§ WHAT THE EXERCISE ASKS:
Extract each line below that contains the word "butterfly".

§ INPUT DATA:

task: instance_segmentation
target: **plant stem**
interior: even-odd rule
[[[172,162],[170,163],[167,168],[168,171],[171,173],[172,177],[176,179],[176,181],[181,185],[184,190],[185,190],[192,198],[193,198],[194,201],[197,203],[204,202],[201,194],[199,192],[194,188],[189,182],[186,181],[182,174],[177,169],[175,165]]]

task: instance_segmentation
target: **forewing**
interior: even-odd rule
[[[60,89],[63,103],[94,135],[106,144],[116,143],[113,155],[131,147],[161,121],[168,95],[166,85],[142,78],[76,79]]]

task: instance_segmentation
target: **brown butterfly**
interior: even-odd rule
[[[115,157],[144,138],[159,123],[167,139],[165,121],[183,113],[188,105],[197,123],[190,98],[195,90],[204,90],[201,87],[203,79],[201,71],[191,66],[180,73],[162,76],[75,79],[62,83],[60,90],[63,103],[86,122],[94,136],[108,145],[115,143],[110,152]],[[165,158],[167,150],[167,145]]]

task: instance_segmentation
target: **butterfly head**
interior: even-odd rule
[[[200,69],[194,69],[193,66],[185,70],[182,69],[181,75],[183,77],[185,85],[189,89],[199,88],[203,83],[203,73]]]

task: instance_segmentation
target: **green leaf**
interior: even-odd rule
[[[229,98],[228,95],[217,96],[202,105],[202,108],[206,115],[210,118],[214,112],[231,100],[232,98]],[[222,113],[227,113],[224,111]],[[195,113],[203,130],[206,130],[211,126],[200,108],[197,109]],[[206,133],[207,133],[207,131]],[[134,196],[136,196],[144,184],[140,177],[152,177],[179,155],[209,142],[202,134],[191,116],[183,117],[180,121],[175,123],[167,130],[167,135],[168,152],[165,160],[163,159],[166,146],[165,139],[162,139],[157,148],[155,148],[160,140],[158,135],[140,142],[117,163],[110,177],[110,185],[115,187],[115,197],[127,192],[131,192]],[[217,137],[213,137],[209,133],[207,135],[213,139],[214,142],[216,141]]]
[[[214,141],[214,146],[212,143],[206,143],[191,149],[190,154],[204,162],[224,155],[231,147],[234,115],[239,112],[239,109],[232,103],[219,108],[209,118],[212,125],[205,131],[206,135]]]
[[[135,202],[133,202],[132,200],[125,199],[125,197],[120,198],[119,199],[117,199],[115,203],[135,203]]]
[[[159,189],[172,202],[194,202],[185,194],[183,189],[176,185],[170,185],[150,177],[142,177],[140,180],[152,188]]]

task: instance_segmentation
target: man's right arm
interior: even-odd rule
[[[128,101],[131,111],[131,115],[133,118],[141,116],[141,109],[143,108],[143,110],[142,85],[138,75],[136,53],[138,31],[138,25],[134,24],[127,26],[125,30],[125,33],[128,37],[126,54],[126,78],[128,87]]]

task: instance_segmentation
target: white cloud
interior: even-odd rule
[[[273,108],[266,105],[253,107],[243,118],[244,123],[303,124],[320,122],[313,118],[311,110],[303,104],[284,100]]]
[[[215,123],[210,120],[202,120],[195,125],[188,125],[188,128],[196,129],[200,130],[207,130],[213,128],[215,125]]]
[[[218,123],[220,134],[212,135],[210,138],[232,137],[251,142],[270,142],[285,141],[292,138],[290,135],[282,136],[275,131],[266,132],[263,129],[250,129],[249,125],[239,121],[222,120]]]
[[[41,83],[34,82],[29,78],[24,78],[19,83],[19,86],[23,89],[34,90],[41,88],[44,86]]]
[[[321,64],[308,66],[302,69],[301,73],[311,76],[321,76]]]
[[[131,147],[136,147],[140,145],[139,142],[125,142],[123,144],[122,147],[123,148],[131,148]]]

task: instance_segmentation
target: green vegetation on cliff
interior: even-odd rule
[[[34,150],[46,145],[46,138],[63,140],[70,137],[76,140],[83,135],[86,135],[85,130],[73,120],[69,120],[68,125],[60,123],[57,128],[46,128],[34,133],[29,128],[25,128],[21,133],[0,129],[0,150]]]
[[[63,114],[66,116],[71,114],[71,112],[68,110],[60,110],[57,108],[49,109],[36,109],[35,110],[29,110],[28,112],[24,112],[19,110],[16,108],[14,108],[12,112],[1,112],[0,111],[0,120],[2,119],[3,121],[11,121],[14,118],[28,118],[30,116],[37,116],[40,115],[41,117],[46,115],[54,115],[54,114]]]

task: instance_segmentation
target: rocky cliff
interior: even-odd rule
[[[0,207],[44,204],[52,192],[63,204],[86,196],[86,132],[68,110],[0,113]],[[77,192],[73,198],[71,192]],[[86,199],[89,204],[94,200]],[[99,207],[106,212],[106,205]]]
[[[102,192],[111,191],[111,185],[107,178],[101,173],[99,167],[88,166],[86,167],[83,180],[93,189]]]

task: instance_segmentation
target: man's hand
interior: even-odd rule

§ RESULT:
target: **brown butterfly**
target: **butterfly head**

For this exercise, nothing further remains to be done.